= Task to carry out =
Starting at the line that contains "Please spot the mud-covered" and continuing through the end of the records, write those lines out again, changing "tarp" to "tarpaulin" and leaving everything else as it is.

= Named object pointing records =
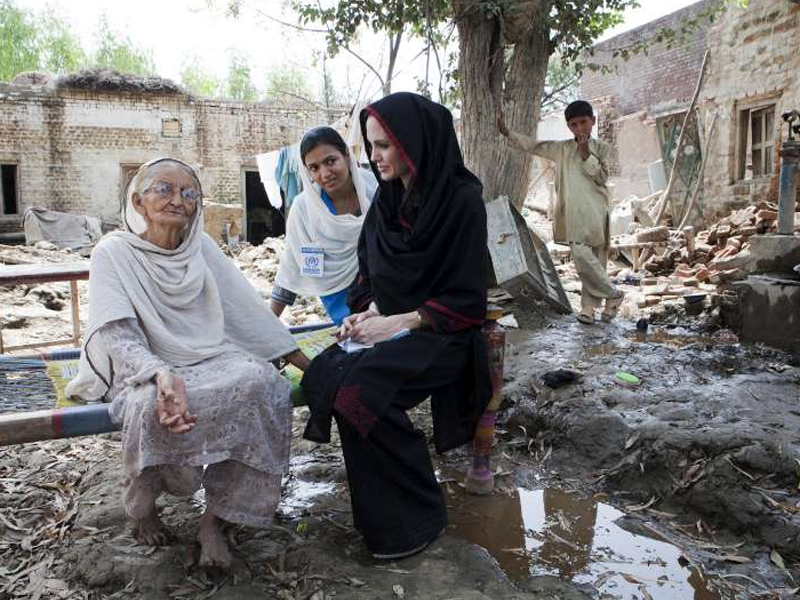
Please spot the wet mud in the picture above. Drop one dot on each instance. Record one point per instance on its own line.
(682, 487)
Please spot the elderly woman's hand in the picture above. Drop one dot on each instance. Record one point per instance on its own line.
(349, 323)
(172, 406)
(380, 329)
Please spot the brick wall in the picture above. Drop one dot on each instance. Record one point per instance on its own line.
(70, 145)
(662, 76)
(754, 61)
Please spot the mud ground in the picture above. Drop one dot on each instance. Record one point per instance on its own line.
(684, 487)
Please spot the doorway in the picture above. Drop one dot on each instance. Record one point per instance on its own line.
(263, 220)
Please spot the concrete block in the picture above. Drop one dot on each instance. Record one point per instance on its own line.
(774, 253)
(767, 311)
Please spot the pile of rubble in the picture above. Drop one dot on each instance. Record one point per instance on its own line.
(260, 265)
(688, 263)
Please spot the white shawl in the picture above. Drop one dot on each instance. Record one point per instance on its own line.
(310, 223)
(192, 304)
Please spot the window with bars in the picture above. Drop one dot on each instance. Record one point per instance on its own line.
(756, 142)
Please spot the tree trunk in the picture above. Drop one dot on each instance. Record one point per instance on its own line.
(485, 79)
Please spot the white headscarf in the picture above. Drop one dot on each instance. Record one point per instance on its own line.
(310, 223)
(192, 302)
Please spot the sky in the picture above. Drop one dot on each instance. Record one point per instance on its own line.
(177, 30)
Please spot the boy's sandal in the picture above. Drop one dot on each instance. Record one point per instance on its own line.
(611, 307)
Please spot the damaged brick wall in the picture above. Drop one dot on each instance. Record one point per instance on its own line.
(71, 146)
(661, 76)
(754, 64)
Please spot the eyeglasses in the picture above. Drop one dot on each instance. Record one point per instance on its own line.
(165, 191)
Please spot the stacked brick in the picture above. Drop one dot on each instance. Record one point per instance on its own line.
(688, 262)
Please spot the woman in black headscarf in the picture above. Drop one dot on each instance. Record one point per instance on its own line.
(419, 301)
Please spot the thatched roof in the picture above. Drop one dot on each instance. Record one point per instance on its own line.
(31, 78)
(114, 81)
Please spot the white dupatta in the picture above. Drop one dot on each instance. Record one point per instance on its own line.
(310, 223)
(192, 304)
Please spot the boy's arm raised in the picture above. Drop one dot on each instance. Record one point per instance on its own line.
(548, 150)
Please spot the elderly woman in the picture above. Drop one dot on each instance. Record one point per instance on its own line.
(418, 304)
(181, 345)
(325, 220)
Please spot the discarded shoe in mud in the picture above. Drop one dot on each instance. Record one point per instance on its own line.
(627, 379)
(560, 378)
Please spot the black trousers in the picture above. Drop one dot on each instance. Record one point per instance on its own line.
(397, 501)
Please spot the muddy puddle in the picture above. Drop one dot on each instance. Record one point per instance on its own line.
(552, 532)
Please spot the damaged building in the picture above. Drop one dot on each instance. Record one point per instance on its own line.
(735, 210)
(750, 82)
(70, 145)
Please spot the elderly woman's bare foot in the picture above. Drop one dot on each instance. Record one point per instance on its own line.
(214, 550)
(150, 530)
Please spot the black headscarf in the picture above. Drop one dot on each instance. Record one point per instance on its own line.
(424, 248)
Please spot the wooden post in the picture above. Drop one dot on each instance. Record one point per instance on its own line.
(480, 478)
(76, 312)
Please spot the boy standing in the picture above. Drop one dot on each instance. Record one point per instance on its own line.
(581, 211)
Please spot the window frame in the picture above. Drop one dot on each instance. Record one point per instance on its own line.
(743, 139)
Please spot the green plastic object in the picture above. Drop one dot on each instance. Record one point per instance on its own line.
(627, 379)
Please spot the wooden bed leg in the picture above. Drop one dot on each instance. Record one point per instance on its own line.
(76, 312)
(480, 478)
(2, 345)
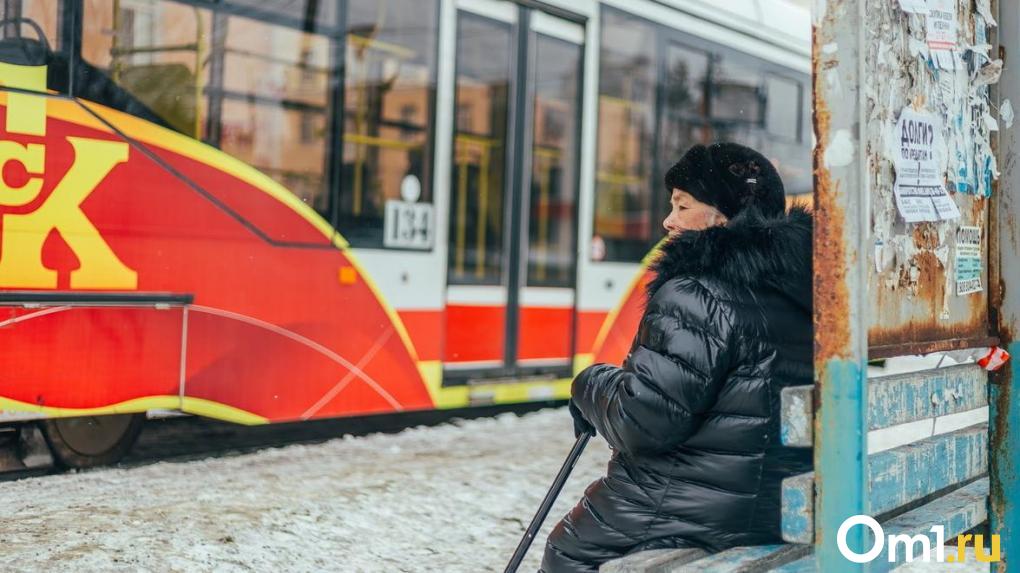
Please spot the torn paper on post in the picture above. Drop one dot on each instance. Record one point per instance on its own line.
(920, 188)
(914, 6)
(968, 260)
(940, 25)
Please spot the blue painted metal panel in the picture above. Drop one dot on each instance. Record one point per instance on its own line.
(1005, 462)
(840, 463)
(737, 559)
(895, 400)
(898, 476)
(958, 511)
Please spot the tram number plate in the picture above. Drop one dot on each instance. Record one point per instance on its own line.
(408, 225)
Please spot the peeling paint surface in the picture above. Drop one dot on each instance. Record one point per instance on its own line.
(914, 302)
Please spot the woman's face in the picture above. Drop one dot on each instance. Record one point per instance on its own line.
(690, 214)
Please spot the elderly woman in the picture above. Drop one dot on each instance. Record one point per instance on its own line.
(693, 416)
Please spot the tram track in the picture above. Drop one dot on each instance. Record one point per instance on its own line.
(185, 438)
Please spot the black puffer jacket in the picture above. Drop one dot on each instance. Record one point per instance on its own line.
(693, 416)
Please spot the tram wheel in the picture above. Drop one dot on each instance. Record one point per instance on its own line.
(92, 440)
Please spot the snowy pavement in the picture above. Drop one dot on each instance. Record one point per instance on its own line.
(445, 499)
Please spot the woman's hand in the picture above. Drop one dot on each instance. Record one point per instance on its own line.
(580, 424)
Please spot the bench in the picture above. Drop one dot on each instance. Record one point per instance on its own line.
(927, 465)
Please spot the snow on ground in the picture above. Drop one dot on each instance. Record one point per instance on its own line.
(446, 499)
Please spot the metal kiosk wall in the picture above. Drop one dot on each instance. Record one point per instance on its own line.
(909, 205)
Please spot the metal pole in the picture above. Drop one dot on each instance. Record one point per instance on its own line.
(547, 503)
(1004, 408)
(839, 266)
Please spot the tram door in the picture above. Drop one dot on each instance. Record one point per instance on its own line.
(513, 194)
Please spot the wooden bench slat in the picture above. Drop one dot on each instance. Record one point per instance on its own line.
(896, 477)
(894, 400)
(958, 511)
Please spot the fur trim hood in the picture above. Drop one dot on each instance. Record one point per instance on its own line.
(751, 250)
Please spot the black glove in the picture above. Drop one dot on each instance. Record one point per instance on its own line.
(580, 424)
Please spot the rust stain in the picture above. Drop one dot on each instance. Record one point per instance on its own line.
(930, 279)
(925, 236)
(830, 294)
(999, 431)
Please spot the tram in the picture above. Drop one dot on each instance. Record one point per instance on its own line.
(290, 210)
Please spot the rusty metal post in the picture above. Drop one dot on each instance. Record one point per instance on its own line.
(840, 279)
(1004, 407)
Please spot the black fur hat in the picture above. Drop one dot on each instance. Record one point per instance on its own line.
(728, 176)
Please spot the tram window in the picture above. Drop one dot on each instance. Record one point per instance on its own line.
(554, 163)
(24, 42)
(622, 225)
(683, 109)
(388, 110)
(483, 55)
(273, 107)
(309, 14)
(782, 108)
(737, 94)
(155, 50)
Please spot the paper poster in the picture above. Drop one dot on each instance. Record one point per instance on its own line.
(968, 260)
(920, 189)
(914, 6)
(940, 24)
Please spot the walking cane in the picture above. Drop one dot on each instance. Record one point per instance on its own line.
(547, 503)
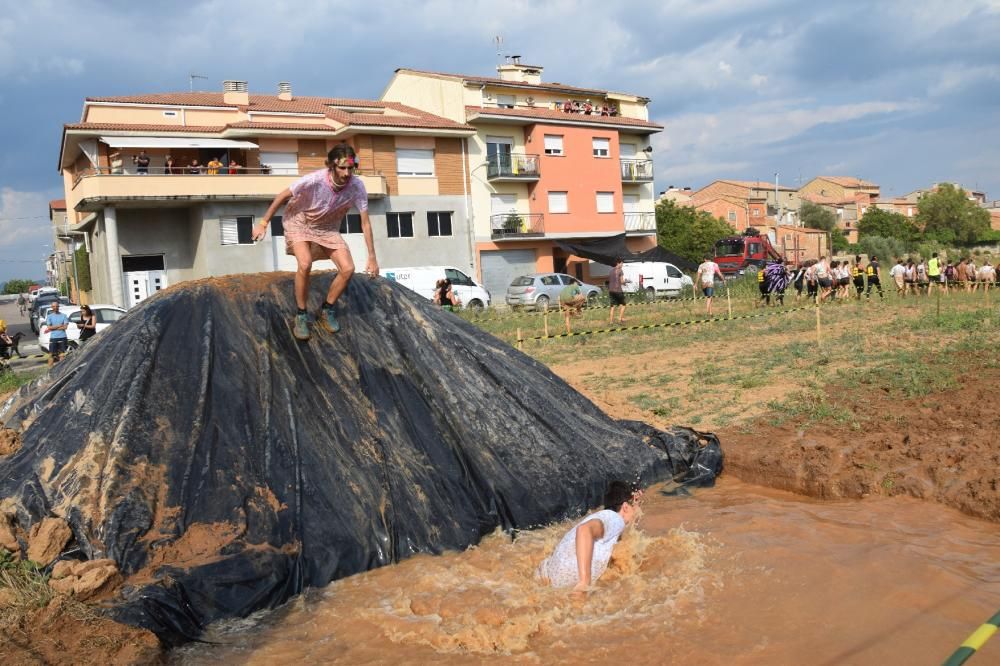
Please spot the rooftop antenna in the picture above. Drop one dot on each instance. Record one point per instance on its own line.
(192, 77)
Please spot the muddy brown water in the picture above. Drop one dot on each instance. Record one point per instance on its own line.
(736, 574)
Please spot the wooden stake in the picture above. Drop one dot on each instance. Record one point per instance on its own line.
(819, 335)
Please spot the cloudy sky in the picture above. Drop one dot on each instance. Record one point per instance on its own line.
(902, 93)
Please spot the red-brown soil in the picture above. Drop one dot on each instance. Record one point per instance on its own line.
(943, 447)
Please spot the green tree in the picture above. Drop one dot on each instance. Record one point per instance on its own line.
(17, 286)
(814, 216)
(887, 224)
(947, 215)
(689, 232)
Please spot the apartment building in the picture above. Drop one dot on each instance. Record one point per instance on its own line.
(147, 227)
(548, 162)
(846, 197)
(744, 204)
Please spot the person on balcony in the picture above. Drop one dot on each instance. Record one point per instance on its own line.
(214, 165)
(317, 203)
(141, 162)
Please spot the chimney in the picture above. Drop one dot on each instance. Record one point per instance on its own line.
(514, 71)
(235, 92)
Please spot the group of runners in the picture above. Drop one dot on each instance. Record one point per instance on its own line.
(919, 276)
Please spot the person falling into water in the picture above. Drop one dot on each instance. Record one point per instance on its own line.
(317, 204)
(584, 552)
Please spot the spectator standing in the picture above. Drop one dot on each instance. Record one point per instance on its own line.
(874, 275)
(858, 276)
(933, 272)
(707, 272)
(214, 165)
(56, 324)
(141, 162)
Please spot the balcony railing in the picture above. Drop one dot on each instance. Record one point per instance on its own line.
(637, 171)
(95, 187)
(512, 166)
(517, 225)
(640, 221)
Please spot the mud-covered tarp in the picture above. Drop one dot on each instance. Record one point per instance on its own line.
(225, 466)
(606, 250)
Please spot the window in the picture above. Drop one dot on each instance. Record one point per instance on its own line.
(277, 226)
(439, 224)
(107, 315)
(414, 162)
(237, 230)
(351, 224)
(400, 225)
(558, 203)
(459, 278)
(553, 144)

= Exercise response =
Please spot the mud-covered tarpaulin in the picture above. Drop one dot on each instance. Record one point per instance on its own line.
(225, 466)
(606, 250)
Please spot the window in the picture above. Drop one dot on each instance. Record one point per instance on its own line.
(277, 226)
(439, 224)
(107, 315)
(414, 162)
(237, 230)
(351, 224)
(400, 225)
(558, 203)
(459, 278)
(553, 144)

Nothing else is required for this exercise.